Page extract:

------------------------------

Figgis resumed his relationship with Rita and continued to work as a TD for his constituency. In October 1924 Figgis went to London, where as usual, he stayed at the Royal Automobile Club (RAC) in Nos.89 to 91 Pall Mall. On the 5th Rita phoned him saying she had just got off the sleeper in Euston and was pregnant. A friend at the RAC told Darrell about Dr Zarchi in Shaftesbury Avenue who helped actresses and dancers with unwanted pregnancies. He took Rita to see Dr Zarchi who said she was four months pregnant and in a serious condition having tried to abort herself a few weeks earlier. Figgis booked her into the modest Astoria Hotel at 12 Greek Street as Mrs Southe. He said she should tell her family, but she did not want her parents to know she was pregnant. Rita said she would be better in a few days and they could get married. Eventually, she agreed to tell her uncle, and her sister Mrs Quinn travelled from Dublin and saw Rita at the Astoria.

------------------------------

What you need to do:
a. For each statement about the passage on Figgis and Rita, answer yes or no on whether the passage agrees with it, and quote the words that decide it: (i) In London, Figgis stayed at the Royal Automobile Club on Pall Mall. (ii) Dr Zarchi found Rita to be six months pregnant. (iii) Rita's mother traveled from Dublin to see her at the Astoria.
b. Continue the passage on Figgis and Rita in London, picking up after its last sentence.
The material that follows has no connection to the passage about Figgis and Rita.

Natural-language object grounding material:
------------------------------

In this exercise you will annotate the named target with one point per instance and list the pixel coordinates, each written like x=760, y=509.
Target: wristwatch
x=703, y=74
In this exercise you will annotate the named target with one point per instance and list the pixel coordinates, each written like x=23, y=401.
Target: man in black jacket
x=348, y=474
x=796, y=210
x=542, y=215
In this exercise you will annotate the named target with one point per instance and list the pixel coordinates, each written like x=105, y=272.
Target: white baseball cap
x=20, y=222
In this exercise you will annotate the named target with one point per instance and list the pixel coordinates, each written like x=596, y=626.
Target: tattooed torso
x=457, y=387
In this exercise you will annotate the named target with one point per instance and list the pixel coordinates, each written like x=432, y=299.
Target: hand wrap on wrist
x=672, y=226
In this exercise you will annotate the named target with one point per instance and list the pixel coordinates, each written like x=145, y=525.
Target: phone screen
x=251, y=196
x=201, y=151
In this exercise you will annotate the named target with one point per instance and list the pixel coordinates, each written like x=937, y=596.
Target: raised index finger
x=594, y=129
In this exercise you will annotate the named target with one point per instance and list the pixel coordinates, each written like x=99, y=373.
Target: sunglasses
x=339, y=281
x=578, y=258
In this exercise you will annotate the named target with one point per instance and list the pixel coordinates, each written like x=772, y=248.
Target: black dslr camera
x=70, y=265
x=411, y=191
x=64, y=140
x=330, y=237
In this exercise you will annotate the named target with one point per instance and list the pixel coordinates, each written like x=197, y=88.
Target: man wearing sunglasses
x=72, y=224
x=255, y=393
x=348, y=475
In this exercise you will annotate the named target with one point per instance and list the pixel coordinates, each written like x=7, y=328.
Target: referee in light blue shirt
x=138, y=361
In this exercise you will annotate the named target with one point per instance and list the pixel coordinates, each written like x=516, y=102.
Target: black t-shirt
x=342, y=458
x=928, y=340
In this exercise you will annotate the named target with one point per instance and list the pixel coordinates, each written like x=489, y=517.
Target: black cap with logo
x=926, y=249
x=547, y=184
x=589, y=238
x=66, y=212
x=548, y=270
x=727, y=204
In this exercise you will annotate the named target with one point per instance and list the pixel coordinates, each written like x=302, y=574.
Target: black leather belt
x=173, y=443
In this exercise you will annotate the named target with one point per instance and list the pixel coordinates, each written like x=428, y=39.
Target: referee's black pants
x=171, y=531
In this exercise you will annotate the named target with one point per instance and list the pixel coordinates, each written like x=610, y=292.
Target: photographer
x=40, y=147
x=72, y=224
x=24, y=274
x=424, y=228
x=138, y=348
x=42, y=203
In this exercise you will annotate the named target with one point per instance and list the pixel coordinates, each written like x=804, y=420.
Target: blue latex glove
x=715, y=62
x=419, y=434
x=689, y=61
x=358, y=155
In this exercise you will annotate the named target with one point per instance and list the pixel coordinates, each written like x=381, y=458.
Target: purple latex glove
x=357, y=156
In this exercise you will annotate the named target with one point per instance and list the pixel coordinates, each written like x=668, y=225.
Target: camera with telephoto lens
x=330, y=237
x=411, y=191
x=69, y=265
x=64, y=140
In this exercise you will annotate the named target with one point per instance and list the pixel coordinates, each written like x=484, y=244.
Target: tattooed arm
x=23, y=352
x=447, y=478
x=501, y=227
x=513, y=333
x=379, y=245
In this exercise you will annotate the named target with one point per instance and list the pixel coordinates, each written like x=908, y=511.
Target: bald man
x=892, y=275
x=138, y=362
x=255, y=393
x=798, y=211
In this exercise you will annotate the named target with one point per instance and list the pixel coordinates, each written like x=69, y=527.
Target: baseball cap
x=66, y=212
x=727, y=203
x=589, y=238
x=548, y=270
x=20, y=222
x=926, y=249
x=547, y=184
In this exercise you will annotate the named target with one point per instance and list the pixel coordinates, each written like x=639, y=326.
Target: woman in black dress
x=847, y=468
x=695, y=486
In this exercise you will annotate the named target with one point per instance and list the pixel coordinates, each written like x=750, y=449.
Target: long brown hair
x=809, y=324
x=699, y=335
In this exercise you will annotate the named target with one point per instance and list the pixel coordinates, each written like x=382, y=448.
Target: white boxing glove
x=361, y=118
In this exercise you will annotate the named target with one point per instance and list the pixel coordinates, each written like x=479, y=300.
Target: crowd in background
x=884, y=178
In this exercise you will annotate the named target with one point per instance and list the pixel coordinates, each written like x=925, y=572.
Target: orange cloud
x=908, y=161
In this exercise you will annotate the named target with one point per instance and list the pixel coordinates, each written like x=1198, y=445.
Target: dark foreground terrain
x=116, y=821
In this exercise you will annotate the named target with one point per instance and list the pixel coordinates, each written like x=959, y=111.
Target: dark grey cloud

------------------------------

Responses by item number:
a.
(i) Yes: "he stayed at the Royal Automobile Club (RAC) in Nos.89 to 91 Pall Mall"
(ii) No: "she was four months pregnant"
(iii) No: "her sister Mrs Quinn travelled from Dublin and saw Rita at the Astoria"

b.
Rita North

Dr Smercha Zarchi lived at No.1 Alderton Crescent (near Hendon Central Station), and practised at 80 Shaftesbury Avenue. He first saw Rita on 6 October, when she was staying at the Astoria Hotel, and she took the five minute walk to see Dr Zarchi each day. Figgis paid Zarchi a fee of 25gns, plus 15gns for a maternity home, and 10gns for a hospital doctor. Rita travelled by tube to Zarchi’s home in Hendon on 9 October. He did not give Darrell the address because he suspected they were lovers even though they told him they were brother and sister. Dr Zarchi thought termination would occur naturally but then he found a malformation. When Rita did not improve, he phoned the Willesden Cottage Hospital for a private room on 12 October and took Rita there the next day. At the hospital the consultant Dr Norman C. Lake (a surgeon at Charing Cross Hospital) conducted an operation on 13 October, and Figgis was told there was nothing to worry about. But Rita got worse and a second operation was conducted five days later. Sadly, Rita did not improve and aged 21, she died on 19 Oct 1925. An inquest opened three days later when Darrell said he had known Rita for just over two years. The coroner wanted a postmortem and to hear medical evidence and the inquest resumed on 5 November. The verdict was ‘death from peritonitis due to an artificial cause’. The public, however, jumped to the conclusion that she died in a failed illegal backstreet abortion.

(Dr Zarchi was struck off the medical register after he had appeared at the Old Bailey on 29 June 1943 for unlawfully using an instrument with intent to produce a miscarriage).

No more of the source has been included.